TASK REQUIREMENTS: Transcribe all of the entries below word for word, and leave the pictures out of your transcription.

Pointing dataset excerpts
════════════════
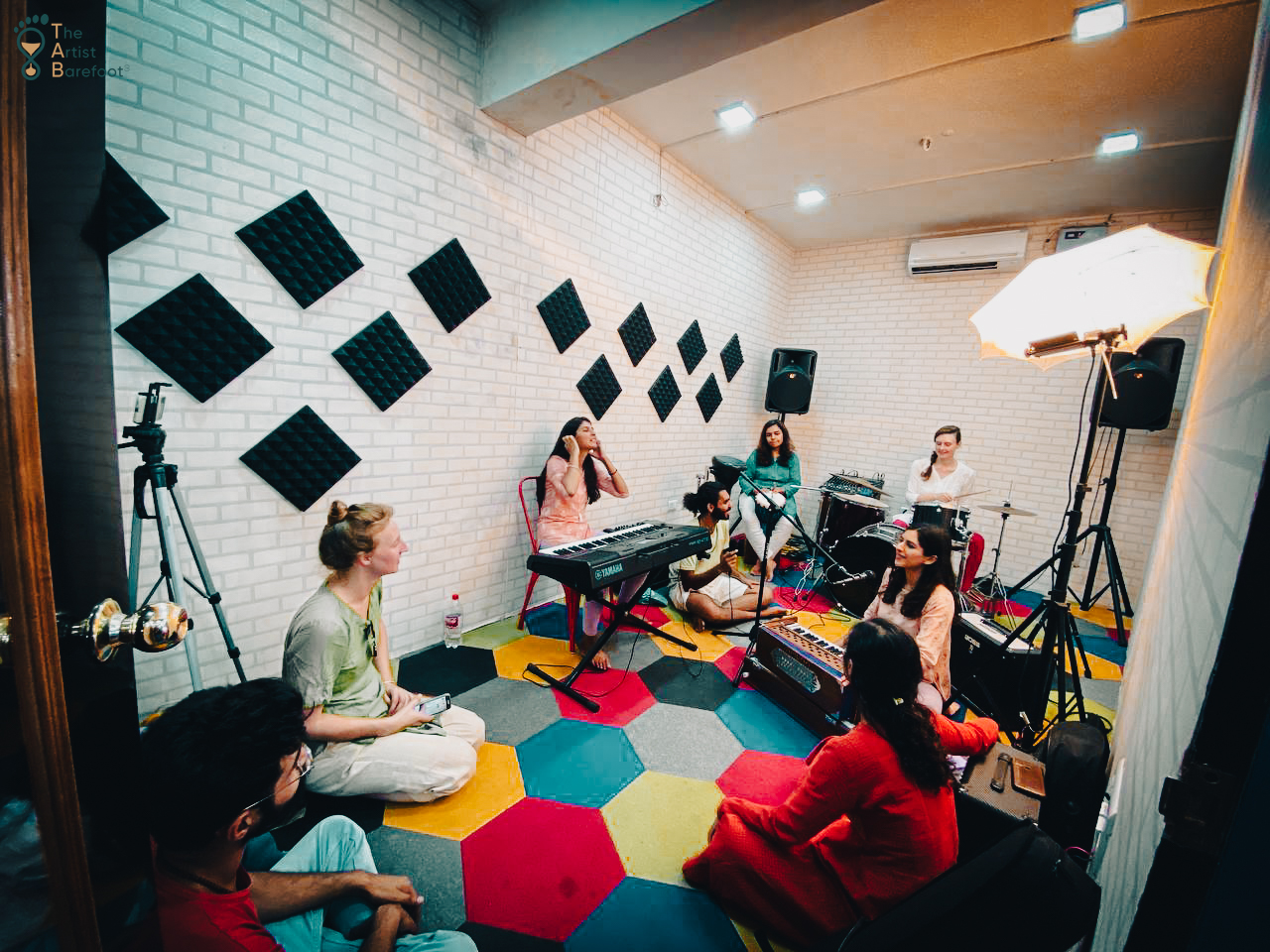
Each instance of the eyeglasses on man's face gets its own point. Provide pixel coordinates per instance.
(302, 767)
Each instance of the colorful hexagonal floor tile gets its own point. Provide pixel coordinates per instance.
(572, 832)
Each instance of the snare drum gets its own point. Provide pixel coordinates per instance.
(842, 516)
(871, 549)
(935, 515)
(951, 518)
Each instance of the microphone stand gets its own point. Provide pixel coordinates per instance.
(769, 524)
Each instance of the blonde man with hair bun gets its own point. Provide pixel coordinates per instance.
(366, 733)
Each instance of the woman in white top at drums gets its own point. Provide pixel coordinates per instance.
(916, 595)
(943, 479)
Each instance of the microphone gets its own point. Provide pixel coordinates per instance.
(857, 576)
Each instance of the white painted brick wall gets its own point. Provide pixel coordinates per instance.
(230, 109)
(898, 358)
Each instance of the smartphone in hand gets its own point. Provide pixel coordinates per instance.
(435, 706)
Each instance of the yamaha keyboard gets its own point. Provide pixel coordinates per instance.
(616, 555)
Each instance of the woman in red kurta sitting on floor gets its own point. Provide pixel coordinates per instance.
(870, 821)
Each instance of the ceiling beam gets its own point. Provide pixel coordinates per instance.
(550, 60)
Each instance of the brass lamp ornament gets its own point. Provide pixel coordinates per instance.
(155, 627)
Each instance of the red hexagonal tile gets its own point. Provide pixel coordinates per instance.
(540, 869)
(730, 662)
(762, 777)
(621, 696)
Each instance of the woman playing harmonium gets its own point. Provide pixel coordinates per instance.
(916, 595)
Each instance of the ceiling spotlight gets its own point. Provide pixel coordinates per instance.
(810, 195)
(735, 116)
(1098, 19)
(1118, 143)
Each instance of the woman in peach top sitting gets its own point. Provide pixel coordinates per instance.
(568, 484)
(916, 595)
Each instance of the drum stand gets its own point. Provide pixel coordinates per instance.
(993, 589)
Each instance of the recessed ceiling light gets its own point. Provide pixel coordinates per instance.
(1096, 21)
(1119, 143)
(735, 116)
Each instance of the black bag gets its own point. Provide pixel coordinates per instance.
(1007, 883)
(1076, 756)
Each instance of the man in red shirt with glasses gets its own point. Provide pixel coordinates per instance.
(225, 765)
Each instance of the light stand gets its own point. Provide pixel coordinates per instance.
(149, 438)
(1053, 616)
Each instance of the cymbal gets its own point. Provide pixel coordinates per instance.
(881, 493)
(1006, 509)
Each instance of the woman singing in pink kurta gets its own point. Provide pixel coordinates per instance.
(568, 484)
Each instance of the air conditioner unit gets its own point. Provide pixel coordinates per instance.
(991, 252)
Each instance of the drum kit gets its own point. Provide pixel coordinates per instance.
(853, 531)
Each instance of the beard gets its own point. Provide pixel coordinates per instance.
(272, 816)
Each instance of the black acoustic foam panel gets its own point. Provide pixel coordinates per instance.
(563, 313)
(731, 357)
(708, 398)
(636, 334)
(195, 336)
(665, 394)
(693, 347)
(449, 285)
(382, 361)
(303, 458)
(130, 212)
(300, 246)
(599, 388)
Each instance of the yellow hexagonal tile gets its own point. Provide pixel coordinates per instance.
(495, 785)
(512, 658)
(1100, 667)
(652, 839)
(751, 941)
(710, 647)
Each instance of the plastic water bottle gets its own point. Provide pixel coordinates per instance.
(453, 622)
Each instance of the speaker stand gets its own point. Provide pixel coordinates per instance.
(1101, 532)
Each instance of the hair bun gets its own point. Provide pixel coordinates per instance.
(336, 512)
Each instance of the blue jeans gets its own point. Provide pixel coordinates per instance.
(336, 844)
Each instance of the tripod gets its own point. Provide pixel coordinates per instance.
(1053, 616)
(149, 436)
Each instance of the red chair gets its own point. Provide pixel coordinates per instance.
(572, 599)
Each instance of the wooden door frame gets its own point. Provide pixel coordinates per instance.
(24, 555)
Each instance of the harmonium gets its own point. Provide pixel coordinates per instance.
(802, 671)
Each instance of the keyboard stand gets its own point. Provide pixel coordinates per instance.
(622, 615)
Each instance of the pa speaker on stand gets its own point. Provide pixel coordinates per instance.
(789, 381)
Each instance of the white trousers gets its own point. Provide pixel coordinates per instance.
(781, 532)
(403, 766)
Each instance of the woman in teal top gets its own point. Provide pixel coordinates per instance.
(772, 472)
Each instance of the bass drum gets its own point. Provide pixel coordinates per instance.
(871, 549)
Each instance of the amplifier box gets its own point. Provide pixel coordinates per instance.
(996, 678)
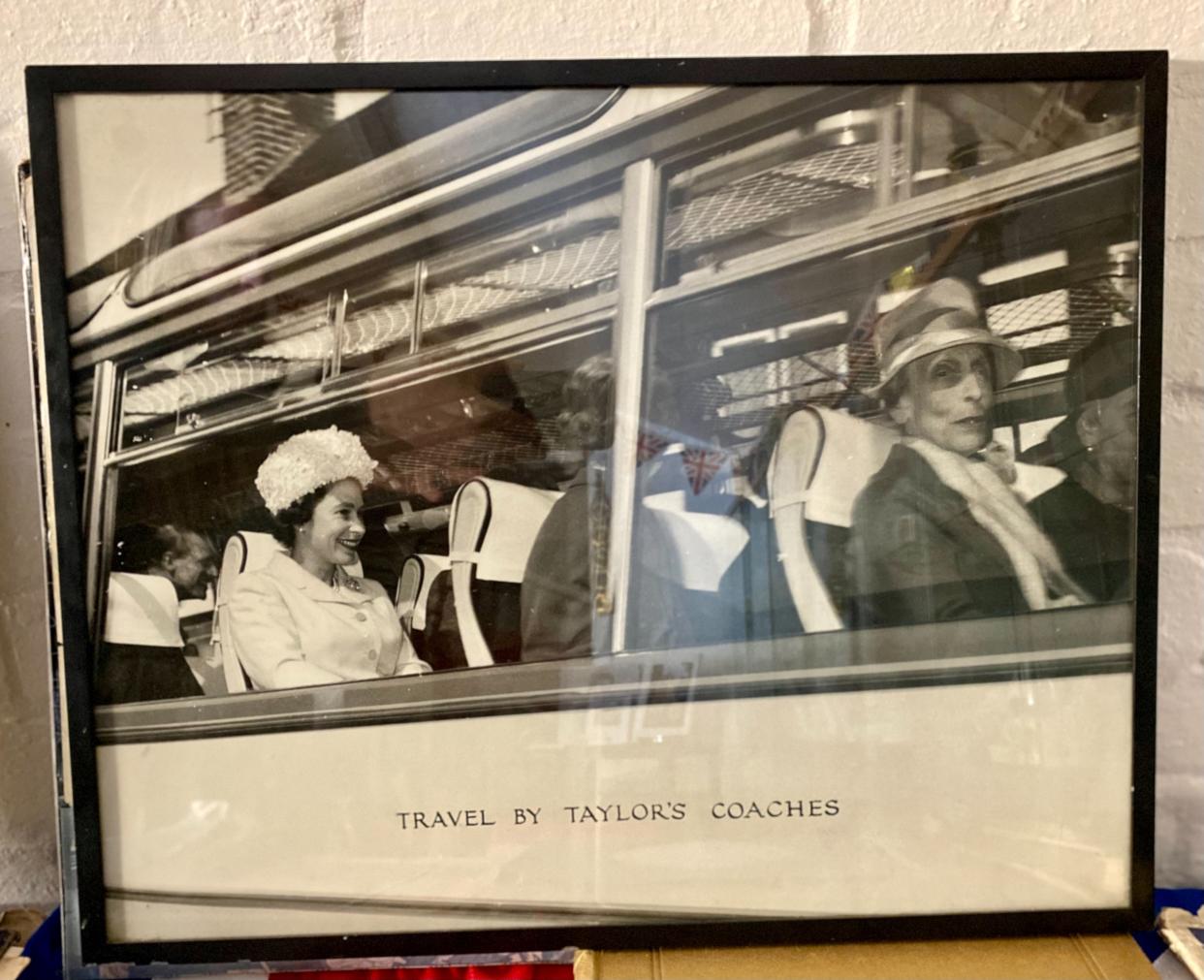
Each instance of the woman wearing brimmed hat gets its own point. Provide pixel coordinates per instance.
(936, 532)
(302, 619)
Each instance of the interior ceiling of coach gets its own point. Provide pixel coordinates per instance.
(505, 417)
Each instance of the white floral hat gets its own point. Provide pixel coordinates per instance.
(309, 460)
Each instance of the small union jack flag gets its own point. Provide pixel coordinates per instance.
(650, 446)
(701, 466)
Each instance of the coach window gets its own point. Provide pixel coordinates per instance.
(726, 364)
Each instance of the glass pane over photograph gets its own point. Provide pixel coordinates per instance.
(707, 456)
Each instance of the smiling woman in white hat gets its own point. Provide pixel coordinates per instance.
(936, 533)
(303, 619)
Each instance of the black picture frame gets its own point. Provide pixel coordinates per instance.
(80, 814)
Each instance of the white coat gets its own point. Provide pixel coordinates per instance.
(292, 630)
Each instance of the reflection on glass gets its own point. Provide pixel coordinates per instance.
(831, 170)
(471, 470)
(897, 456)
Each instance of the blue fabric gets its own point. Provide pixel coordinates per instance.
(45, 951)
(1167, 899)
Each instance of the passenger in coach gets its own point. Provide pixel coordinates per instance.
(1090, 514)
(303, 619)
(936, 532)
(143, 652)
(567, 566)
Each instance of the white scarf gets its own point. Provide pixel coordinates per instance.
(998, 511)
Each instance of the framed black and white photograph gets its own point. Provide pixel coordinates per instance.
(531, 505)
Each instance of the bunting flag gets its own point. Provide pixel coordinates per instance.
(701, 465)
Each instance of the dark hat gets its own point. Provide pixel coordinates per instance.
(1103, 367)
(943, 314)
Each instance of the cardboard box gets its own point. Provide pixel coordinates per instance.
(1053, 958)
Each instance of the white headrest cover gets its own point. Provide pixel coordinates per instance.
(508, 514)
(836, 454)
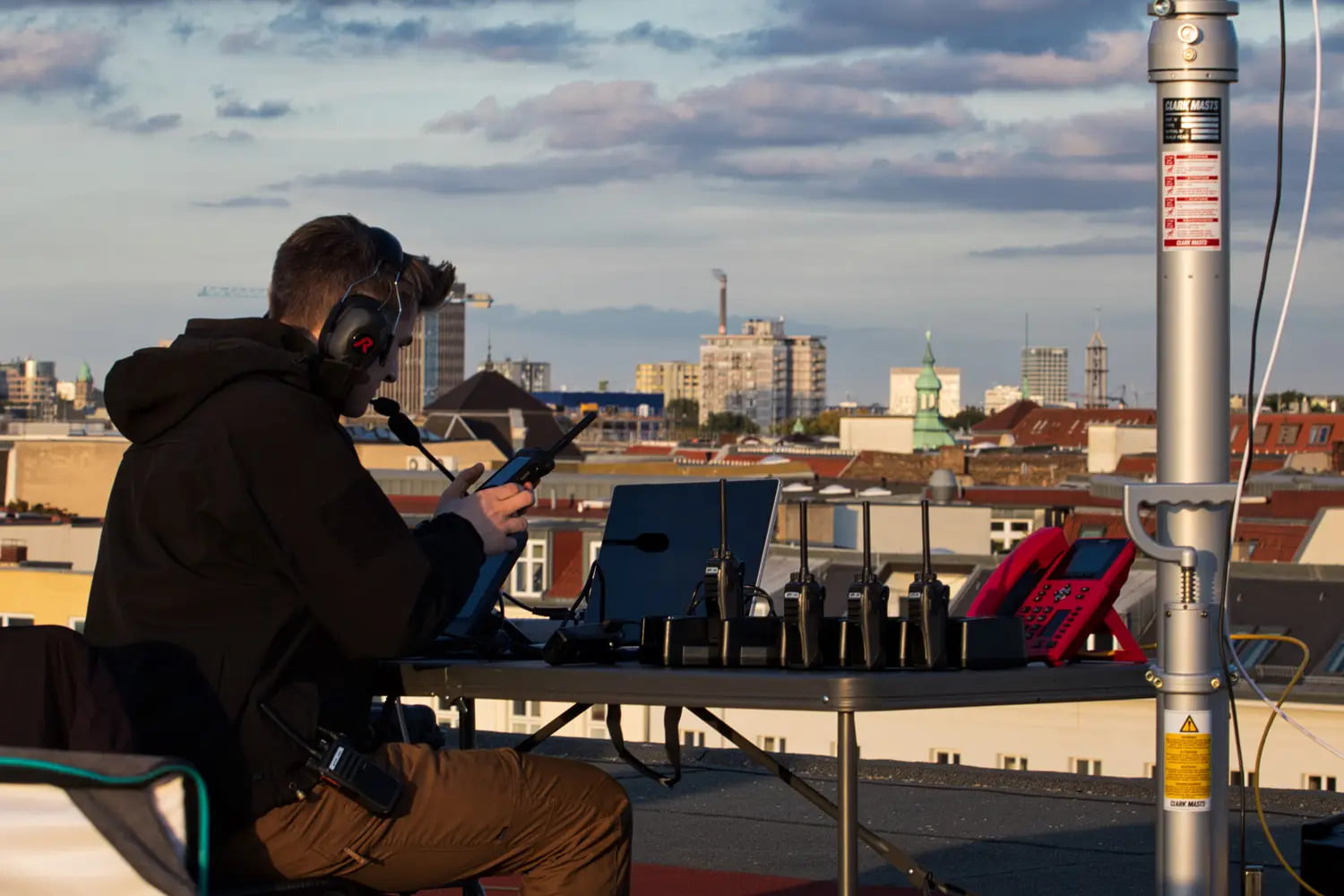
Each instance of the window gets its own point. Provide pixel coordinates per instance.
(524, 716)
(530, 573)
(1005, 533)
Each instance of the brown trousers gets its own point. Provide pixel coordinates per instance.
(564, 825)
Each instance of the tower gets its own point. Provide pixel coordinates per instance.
════════════════
EXERCISE RESULT:
Each instance of the eyeglasses on man's face gets its own point. Provide pixel coordinates per instance.
(302, 767)
Each instance of the colorful hexagonal floor tile gets its own point. Provide pixel coordinates per instance.
(572, 832)
Each instance of the snare drum gets its own point. Provide pixel coordinates per instance.
(842, 516)
(871, 549)
(935, 515)
(951, 518)
Each instance of the microphone stand gets its own point. Provide pixel coordinates per instance.
(769, 524)
Each instance of the blonde man with hair bun gets its own point. Provide pixel coordinates per instance.
(366, 733)
Each instance of the woman in white top at drums gets its own point. Provide pixel coordinates per instance.
(916, 595)
(943, 479)
Each instance of the microphone gets its own point. Provide pixel coordinates per instance.
(857, 576)
Each instance of the white painted brick wall gets its own point. Provide pixel coordinates per instance.
(230, 109)
(898, 358)
Each instance of the smartphone in hand gets its own point. Provide pixel coordinates per instance.
(435, 706)
Each instance of the yamaha keyboard gets its own point. Provide pixel coordinates per instance.
(616, 555)
Each instance of the woman in red kurta sitting on floor gets its own point. Provide pixel coordinates per instance.
(870, 821)
Each instance of the ceiling beam gets its own point. Provide pixel coordinates per instance.
(550, 60)
Each instance of the brass lamp ornament gets its own point. Provide pixel coordinates per instance.
(155, 627)
Each instance of the red hexagonal tile gets its own point. Provide pixel coordinates per instance.
(540, 869)
(730, 662)
(762, 777)
(621, 696)
Each instance of the woman playing harmonium gets its own point. Provide pixel coordinates per instance.
(916, 595)
Each instance of the ceiling spotlight gets its own point. Provide pixel coordinates per instance.
(810, 195)
(735, 116)
(1098, 19)
(1118, 143)
Each instance of the woman in peach top sitting gets its own point. Provide pixel coordinates per instance.
(568, 484)
(916, 595)
Each instance of the drum stand gets its own point. Provide pixel coordinates per instance.
(993, 589)
Each instance of the recessed ceiling light gets its own point. Provide pixel coordinates per instance.
(1096, 21)
(1119, 143)
(735, 116)
Each instance of the black bag gets its own point. Provide pixel coordinates per instance.
(1007, 883)
(1076, 756)
Each instance of the man in red shirt with glasses gets its own point. Provide pixel coordinates per instance.
(225, 765)
Each instance of the light stand gets its own point. Provide pixel coordinates per instance.
(149, 438)
(1053, 616)
Each instance of the cymbal gets its own point. Provide pixel coordinates per instance.
(881, 493)
(1006, 509)
Each instance of the woman singing in pink kurta gets its own point. Provide pixel coordinates per instance.
(568, 484)
Each instance of the air conditioner unit gets its own point. Provide pixel coordinates per instance.
(991, 252)
Each instance of the drum kit gets its own point. Provide pixel coordinates per instance.
(853, 531)
Each instance of the beard gets its own point. Provide pixel coordinates per instance.
(272, 816)
Each instance of the black acoustic foam panel gets its own point. Provide pixel coordinates per instance.
(563, 313)
(731, 357)
(708, 398)
(636, 334)
(195, 336)
(665, 394)
(693, 347)
(449, 285)
(382, 361)
(303, 458)
(130, 212)
(300, 246)
(599, 388)
Each instance of the yellow hexagonal tile gets its own point. Provide pixel coordinates per instance.
(495, 785)
(512, 658)
(1100, 667)
(652, 839)
(751, 941)
(710, 647)
Each instance of the plastic water bottle gets its own point. Provide pixel coordinates per instance.
(453, 622)
Each instance of the speaker stand gets its own point. Provide pixel coordinates per instance.
(1101, 532)
Each instance of the hair bun gets its own point. Provide pixel coordinates per instance.
(336, 512)
Each instance of the blue jeans gets its own point. Provide pixel coordinates per instance.
(336, 844)
Each instance of the tripod gets its own point. Provide pixel coordinates per instance.
(1053, 616)
(149, 436)
Each instance of the red chair gets its own point. Provide pixel coordinates per instance.
(572, 599)
Each instance of the wooden door frame gets its own point. Provide pixel coordinates per instance.
(24, 555)
Each instance of the harmonium gets its own point. Provide pixel coordinates per instance.
(802, 671)
Each instance of the keyboard stand gets its own point. Provide pixel coordinates per instance.
(622, 615)
Each instance of the pa speaker on stand gets its own point. Provide pixel coordinates per instance.
(789, 381)
Each instance of the white trousers gets its own point. Provide pixel coordinates per instance.
(781, 532)
(403, 766)
Each instance of the woman in teal top gets its own point. Provide pixel coordinates per instance.
(772, 472)
Each instance of the bass drum gets its own point. Provide pixel coordinates per instance.
(871, 549)
Each instance of the amplifier box gets its own point. Provide pixel coordinates per instance.
(996, 678)
Each instance of the woman wearing brimmed hat gets its own point. Provide pixel coordinates per instance.
(936, 532)
(302, 619)
Each instance of the interior ceiling of coach gets its own point. Provide pixel coordinates per instance.
(505, 417)
Each instance of the white floral hat gets its own point. Provide pixel coordinates per instance.
(309, 460)
Each instance of the small union jack flag gets its own point. Provide pixel coordinates per instance.
(650, 446)
(701, 466)
Each instance of the coach window gets its own point. Provide pixel coordinates per instance.
(726, 364)
Each instance of the glass pane over photograph gets its own point. Provide pixel coordinates per instance.
(707, 456)
Each instance of the smiling woman in white hat gets its own point. Provide pixel coordinates per instance.
(936, 533)
(303, 619)
Each instance of the black picture frame gets its own point. Provide pixel coordinates per instance.
(80, 814)
Each instance of the white coat gets its own point. Provide pixel coordinates per instance.
(292, 630)
Each instance of the reflection on glass gets its own point. Provide pixel coordinates per instance.
(831, 170)
(471, 470)
(897, 456)
Each instance of the blue fabric gets its own point. Provide pixel coordinates per instance.
(45, 951)
(1167, 899)
Each instance of the passenger in coach gets its own point. Provide pixel coordinates per instance.
(1090, 514)
(303, 619)
(936, 532)
(143, 652)
(567, 566)
Each instance of the white scarf gets its own point. Provide pixel coordinates per instance.
(998, 511)
Each instance of the framed black and white photograph gets its own point. Provide pixel coordinates per instance.
(531, 505)
Each instance of the bunting flag gets its own point. Provide pixel coordinates per instance.
(701, 465)
Each instance of the dark hat gets its own point. Provide pixel coordinates per instance.
(1103, 367)
(943, 314)
Each instance of the cardboard box gets its own point. Provide pixel coordinates per instance.
(1053, 958)
Each instance of the white headrest cover gets its own point. Provide pixel coordinates per instance.
(508, 514)
(836, 454)
Each instance of the window gets its own point. Provide pixel coordinates per instance.
(524, 716)
(530, 573)
(1005, 533)
Each instance of the brown trousers gets its own point. Provide pixel coordinates per instance.
(564, 825)
Each instance of the tower gets its own point. Provide pixel coordinates per instance.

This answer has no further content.